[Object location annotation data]

※ ※ ※

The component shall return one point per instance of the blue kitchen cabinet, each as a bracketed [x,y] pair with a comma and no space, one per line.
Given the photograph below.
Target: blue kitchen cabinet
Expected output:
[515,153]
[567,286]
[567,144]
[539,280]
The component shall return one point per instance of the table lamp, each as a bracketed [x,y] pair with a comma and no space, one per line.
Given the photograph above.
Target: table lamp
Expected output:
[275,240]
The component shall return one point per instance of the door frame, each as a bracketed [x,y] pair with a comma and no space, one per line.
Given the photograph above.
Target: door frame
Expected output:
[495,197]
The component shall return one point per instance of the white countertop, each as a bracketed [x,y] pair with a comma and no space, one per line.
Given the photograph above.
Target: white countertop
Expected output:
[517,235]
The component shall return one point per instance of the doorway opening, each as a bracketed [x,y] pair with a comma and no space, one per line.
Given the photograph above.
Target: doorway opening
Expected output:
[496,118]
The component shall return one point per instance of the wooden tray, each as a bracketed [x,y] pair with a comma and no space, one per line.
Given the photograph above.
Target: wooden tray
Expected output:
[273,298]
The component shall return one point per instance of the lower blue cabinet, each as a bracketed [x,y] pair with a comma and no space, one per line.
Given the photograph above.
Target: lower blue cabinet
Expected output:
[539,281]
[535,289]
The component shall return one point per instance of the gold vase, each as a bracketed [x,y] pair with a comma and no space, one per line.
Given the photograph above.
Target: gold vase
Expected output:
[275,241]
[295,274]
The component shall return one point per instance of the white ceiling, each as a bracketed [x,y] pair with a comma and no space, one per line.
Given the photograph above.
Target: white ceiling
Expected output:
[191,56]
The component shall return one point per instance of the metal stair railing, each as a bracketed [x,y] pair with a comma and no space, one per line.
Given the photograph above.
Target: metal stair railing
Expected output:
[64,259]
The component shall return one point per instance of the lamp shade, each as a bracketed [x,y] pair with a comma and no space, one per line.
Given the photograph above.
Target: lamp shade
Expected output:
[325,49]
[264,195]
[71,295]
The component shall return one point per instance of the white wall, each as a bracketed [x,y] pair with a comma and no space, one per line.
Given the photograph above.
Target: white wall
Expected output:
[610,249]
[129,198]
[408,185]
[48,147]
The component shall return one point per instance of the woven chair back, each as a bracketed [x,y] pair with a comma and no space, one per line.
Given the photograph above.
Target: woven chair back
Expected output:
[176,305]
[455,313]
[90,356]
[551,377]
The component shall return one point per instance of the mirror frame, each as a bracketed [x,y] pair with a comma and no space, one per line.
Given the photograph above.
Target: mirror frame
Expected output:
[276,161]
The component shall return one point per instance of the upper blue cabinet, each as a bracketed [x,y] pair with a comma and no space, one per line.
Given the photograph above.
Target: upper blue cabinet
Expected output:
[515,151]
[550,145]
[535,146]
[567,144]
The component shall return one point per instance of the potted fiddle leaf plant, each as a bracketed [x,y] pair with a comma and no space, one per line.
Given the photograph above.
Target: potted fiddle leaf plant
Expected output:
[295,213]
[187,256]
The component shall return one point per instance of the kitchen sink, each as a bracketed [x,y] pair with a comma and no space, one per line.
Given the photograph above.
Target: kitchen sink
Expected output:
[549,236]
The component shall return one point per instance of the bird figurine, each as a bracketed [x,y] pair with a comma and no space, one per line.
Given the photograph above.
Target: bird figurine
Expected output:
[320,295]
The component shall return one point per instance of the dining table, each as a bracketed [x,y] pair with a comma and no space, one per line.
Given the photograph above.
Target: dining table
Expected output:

※ ※ ※

Repeat each record in full; every line must match exactly.

The component shall return one point per instance of the blue kitchen cabinet, each as a bracketed [x,y] pair with a comma and no space, one per line.
Given the photograph below.
Target: blue kitchen cabinet
Expected output:
[515,153]
[567,286]
[567,144]
[539,280]
The component shall return one point per instance of the table lamp, each as a bracketed [x,y] pair with a comma and no space, one per line.
Given the photograph above.
Target: table lamp
Expected output:
[275,240]
The component shall return one point per instance of the door frame, each as a bracketed [x,y] pair with a comma and no space, one per line.
Given the photograph above.
Target: door frame
Expected output:
[495,197]
The component shall return one point per instance of the white countertop, each as a bracketed [x,y] pair with a comma and no space, one per line.
Given the photograph above.
Target: white countertop
Expected output:
[517,235]
The component shall return one point per instance of the doorway opening, each as a bracketed [x,y] pair with a comma and no space, one per line.
Given the photograph above.
Target: doorway opening
Expected output:
[496,118]
The component shall return one point per instance of the wooden tray, each as a bracketed [x,y] pair with a comma and no space, one per line.
Given the photograph above.
Target: wooden tray
Expected output:
[273,298]
The component shall return one point per instance of the lower blue cabinet, each as a bracketed [x,y] pair with a comma and no space, one per line.
Given the photograph above.
Target: lower blue cabinet
Expected output:
[539,281]
[535,289]
The component shall return one point per instance of the gold vase, each as a bracketed [x,y] pair with a comma and no space, one per line.
Given the photograph above.
Target: gold vase
Expected output:
[275,241]
[295,274]
The component shall return one point per instance of the white ceiling, each as a bracketed [x,y] pair with a comma and no space, one per line.
Given the photograph above.
Target: white ceiling
Expected output:
[191,56]
The component shall return one point per instance of the metal stair railing, each as a bracketed [x,y] pair with a comma and no space, one per line.
Given the photograph above.
Target: metal stair railing
Expected output:
[64,259]
The component shall return one point per instance of the lamp shade, each as a bracketed [x,y] pair with a comma and no space, one per line.
Given the photograph above.
Target: lamp shade
Expected output:
[325,49]
[264,195]
[71,295]
The component shall return one point per instance of the white wall, each as a bracketed [x,y] pair with a comma and no space, one per line.
Given the photograph above.
Target: white wall
Expected output:
[610,249]
[129,198]
[408,185]
[48,147]
The component shall return one point per instance of the woven chair back, each as a bracketed [x,y] pair with a comma and no space, one per line.
Given the photograph above.
Target: woven chair back
Expected output:
[176,305]
[455,313]
[90,356]
[551,377]
The component shall return one point per instance of the mirror frame, each as a bracketed [x,y] pair with a comma and no space, one per line.
Given the photograph above.
Target: mirror frame
Expected output:
[276,161]
The component shall return one point per instance of the upper blue cabinet, each as a bracketed [x,y] pair with a comma and no space, one per line.
Given the photograph above.
Target: upper blue cabinet
Expected output:
[515,151]
[550,145]
[535,146]
[567,144]
The component shall return one point per instance of the potted fiddle leaf plant, each as a bracketed [x,y] pair with a comma and no space, one per line.
Given the photograph above.
Target: potted fiddle leaf plant
Expected output:
[295,213]
[187,256]
The component shall return one point per instance of the kitchen sink, each as a bracketed [x,y] pair with a comma and no space, one per line.
Given the photograph above.
Target: kitchen sink
Expected output:
[549,236]
The component shall return one point per instance of the bird figurine, each as a bracketed [x,y] pair with a comma and no space, one per line.
Given the photograph above.
Target: bird figurine
Expected output:
[320,295]
The component shall return one point per instance of the dining table, each as a bracketed [x,y] pair with a comma and no space, one per line.
Given the photograph above.
Target: dining table
Expected output:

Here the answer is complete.